**TO DO:**
Copy the farmland values text below word for word, from start to finish.

**SELECTED TEXT:**
Taking advantages of spatially disaggregated data and geographical application, economists can model determinants of land values with data that matches the economic behavioral decisions better than before (Irwin et al. 2010). Examples include using GIS to collect spatial measures and distance indicators that capture the amenities more precisely (Huang et al. 2006; Ready and Abdalla 2005). Huang et al. (2006) discuss factors driving Illinois farmland values and find that land values decline with parcel size, ruralness, distance to Chicago and several other population centers measured by GIS. They estimate the model using county-level cross-section time-series data. Combining multiple sources of urban influences, Zhang and Nickerson (2015) develop an “urban premium” using parcel-level data from 2001 to 2010 to explain the relationship between urban residential housing market and farmland markets. Instead of analyzing impacts of housing boom and bust on land markets using residential land and structure values, their study focuses on quantifying the residential housing markets’ impacts of surrounding farmland values. A parcel-level measure namely, “urban premium”, is created by the authors to quantify the magnitude of urban influences on surrounding farmland values. This urban premium declined significantly after 2008 while farmland price remained relatively stable as the increase in commodity demand during the study period obscured the influence of depression of housing market on land values.

The modeling approach favored most by extensive of empirical land studies is the hedonic price model (Kennedy et al. 1997; Dillard et al. 2013; Hanson et al. 2018; Tsoodle, Golden, and Featherstone 2006). This method allows analysis of various characteristics of a heterogeneous good as an element of a hedonic function. For instance, Kennedy et al. (1997) conducted a comprehensive analysis of Louisiana rural land markets using a two-stage hedonic pricing method. In their research, they used four groups of independent variables: continuous variables, discrete variables, discrete soil variables and socio-economic variables to estimate the price of rural land.

**EXCERPTED DATA:**
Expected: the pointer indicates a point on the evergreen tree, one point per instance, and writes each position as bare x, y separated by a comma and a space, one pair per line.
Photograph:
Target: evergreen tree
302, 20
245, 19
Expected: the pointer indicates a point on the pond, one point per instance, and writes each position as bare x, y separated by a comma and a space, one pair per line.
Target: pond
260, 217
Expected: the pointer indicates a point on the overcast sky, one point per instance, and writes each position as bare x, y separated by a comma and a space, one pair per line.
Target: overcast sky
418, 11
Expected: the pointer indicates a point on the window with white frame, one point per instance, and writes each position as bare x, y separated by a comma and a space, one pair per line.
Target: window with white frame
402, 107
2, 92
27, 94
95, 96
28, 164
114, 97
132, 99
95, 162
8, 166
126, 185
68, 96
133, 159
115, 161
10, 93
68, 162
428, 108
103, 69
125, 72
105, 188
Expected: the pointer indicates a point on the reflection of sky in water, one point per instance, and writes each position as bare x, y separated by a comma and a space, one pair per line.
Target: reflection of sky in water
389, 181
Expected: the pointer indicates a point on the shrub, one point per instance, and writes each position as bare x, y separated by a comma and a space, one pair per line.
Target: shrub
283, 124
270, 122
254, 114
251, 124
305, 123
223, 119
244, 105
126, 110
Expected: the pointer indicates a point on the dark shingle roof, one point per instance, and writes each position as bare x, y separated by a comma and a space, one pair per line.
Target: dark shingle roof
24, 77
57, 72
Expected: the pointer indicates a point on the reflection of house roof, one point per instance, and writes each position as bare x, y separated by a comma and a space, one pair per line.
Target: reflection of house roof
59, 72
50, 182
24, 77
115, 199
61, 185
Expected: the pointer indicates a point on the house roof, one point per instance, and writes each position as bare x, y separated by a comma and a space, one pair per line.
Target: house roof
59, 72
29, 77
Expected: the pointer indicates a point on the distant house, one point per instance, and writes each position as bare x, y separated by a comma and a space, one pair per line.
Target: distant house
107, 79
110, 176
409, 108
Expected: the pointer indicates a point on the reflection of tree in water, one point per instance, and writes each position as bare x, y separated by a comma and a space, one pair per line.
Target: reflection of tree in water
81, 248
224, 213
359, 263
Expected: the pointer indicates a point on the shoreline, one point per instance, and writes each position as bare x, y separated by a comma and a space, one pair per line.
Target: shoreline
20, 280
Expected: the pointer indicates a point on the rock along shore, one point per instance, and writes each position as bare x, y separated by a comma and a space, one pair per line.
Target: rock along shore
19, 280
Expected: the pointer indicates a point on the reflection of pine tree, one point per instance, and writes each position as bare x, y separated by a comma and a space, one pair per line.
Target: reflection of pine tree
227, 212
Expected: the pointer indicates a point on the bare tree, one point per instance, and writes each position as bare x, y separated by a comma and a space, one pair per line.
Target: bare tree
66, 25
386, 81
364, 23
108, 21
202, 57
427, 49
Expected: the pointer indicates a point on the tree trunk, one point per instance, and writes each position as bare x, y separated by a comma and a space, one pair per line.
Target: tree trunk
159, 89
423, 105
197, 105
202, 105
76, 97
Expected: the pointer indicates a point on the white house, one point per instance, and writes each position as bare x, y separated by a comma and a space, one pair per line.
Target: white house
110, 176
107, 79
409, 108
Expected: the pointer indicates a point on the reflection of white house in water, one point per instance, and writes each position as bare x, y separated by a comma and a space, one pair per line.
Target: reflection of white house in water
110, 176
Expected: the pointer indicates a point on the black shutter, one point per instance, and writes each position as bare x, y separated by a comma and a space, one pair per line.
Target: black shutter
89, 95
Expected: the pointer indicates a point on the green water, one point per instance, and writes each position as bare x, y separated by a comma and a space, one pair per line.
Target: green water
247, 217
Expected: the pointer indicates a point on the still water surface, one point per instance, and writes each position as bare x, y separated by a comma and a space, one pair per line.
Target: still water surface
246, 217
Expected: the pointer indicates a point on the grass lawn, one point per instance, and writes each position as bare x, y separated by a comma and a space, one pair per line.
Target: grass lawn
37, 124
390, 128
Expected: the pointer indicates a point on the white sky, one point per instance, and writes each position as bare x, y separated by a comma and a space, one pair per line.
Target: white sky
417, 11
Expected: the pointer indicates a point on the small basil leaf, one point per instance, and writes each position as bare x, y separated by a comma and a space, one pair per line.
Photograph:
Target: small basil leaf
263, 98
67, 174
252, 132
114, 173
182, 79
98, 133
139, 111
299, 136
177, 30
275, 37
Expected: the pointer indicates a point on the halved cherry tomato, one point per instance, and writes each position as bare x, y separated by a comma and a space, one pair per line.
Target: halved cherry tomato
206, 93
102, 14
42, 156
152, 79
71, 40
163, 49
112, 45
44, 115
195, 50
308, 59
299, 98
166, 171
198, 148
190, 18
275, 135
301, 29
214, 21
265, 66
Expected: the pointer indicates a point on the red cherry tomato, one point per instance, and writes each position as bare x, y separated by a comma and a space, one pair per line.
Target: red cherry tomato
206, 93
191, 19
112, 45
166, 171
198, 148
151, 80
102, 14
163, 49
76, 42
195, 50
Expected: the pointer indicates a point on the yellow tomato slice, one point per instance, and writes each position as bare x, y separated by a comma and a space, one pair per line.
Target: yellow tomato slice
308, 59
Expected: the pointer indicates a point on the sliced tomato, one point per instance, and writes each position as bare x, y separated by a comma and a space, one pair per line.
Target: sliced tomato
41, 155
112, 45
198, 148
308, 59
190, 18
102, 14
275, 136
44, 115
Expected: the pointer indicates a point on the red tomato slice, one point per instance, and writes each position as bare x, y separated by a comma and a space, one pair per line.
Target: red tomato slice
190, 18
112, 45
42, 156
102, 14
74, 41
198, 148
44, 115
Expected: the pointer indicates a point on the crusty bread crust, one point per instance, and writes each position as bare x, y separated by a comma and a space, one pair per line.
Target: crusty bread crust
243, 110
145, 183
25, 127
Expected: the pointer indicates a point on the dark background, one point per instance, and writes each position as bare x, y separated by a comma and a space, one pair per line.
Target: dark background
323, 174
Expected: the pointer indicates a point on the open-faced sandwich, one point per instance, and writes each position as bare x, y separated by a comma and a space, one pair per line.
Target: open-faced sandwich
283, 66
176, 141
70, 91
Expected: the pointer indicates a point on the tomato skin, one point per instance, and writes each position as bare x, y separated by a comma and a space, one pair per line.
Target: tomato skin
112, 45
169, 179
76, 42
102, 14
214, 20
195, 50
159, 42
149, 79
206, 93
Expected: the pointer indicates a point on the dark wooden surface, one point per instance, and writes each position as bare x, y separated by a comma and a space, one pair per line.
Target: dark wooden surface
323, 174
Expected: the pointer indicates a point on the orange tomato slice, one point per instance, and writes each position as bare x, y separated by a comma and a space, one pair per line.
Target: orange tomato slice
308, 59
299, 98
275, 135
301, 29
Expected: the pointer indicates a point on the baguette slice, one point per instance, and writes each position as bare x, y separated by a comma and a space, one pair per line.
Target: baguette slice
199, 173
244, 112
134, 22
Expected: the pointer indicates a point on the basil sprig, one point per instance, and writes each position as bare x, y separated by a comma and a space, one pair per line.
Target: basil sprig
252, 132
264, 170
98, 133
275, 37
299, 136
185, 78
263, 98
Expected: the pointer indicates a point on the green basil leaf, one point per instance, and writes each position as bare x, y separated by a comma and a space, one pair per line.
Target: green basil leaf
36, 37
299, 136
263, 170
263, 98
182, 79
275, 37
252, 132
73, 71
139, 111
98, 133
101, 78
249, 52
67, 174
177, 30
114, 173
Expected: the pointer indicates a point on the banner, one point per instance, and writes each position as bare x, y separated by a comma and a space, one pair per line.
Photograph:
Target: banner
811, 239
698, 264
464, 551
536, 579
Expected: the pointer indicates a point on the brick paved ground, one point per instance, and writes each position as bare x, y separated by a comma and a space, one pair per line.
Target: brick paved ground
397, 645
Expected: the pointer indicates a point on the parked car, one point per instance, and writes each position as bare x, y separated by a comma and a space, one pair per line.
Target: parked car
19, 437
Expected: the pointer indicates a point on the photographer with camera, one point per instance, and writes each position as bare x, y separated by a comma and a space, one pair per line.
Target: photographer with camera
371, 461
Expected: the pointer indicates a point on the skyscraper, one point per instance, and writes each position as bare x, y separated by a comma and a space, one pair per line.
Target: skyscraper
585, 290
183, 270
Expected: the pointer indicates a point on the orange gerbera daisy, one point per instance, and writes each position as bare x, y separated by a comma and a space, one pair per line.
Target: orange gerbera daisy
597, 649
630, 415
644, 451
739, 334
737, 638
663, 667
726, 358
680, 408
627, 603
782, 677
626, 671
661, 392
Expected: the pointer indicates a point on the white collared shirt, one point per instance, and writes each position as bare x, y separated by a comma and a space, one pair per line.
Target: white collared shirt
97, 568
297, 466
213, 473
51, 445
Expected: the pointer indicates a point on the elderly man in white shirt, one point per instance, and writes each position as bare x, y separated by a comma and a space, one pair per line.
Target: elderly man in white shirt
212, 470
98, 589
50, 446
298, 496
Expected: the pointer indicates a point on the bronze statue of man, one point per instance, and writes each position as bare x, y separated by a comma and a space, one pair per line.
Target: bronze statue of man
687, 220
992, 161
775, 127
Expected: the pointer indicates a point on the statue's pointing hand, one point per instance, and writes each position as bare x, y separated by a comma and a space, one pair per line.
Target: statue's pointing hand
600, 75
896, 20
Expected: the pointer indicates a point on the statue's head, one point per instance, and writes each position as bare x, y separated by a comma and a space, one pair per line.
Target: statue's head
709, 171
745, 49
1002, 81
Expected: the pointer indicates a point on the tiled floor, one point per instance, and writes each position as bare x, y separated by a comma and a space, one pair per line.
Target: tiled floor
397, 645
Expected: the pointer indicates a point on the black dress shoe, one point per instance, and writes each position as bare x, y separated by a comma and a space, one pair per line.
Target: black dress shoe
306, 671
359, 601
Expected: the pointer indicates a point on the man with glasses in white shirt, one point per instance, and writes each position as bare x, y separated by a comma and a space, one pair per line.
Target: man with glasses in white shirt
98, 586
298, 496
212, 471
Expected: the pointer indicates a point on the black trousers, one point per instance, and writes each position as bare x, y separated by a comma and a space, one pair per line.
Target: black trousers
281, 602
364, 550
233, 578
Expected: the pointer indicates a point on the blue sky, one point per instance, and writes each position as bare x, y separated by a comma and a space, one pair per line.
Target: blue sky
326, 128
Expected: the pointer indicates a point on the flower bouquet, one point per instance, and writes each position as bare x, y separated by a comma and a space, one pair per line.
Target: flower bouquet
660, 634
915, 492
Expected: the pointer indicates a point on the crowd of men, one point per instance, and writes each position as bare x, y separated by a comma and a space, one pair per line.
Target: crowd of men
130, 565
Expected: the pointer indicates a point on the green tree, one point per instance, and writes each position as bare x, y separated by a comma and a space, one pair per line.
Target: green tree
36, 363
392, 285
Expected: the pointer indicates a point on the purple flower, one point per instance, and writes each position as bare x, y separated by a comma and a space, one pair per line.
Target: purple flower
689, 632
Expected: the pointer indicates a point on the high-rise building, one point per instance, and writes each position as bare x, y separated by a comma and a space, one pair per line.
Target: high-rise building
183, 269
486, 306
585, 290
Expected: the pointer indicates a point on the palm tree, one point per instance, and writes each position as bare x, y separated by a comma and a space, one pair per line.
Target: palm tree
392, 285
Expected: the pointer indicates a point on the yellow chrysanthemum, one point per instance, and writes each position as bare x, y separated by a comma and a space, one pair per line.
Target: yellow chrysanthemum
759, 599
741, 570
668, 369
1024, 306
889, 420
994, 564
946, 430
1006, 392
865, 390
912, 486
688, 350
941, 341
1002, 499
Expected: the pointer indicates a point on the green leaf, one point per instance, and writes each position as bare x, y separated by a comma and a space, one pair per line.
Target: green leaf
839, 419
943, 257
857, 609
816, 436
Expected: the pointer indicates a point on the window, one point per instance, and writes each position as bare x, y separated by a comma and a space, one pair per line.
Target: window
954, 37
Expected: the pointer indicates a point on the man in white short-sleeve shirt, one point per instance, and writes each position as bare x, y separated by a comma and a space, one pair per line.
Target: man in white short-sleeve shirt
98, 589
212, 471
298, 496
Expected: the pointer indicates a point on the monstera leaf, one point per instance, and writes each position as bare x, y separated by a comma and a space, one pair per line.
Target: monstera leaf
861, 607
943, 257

**EXERCISE RESULT:**
Taking advantages of spatially disaggregated data and geographical application, economists can model determinants of land values with data that matches the economic behavioral decisions better than before (Irwin et al. 2010). Examples include using GIS to collect spatial measures and distance indicators that capture the amenities more precisely (Huang et al. 2006; Ready and Abdalla 2005). Huang et al. (2006) discuss factors driving Illinois farmland values and find that land values decline with parcel size, ruralness, distance to Chicago and several other population centers measured by GIS. They estimate the model using county-level cross-section time-series data. Combining multiple sources of urban influences, Zhang and Nickerson (2015) develop an “urban premium” using parcel-level data from 2001 to 2010 to explain the relationship between urban residential housing market and farmland markets. Instead of analyzing impacts of housing boom and bust on land markets using residential land and structure values, their study focuses on quantifying the residential housing markets’ impacts of surrounding farmland values. A parcel-level measure namely, “urban premium”, is created by the authors to quantify the magnitude of urban influences on surrounding farmland values. This urban premium declined significantly after 2008 while farmland price remained relatively stable as the increase in commodity demand during the study period obscured the influence of depression of housing market on land values.

The modeling approach favored most by extensive of empirical land studies is the hedonic price model (Kennedy et al. 1997; Dillard et al. 2013; Hanson et al. 2018; Tsoodle, Golden, and Featherstone 2006). This method allows analysis of various characteristics of a heterogeneous good as an element of a hedonic function. For instance, Kennedy et al. (1997) conducted a comprehensive analysis of Louisiana rural land markets using a two-stage hedonic pricing method. In their research, they used four groups of independent variables: continuous variables, discrete variables, discrete soil variables and socio-economic variables to estimate the price of rural land.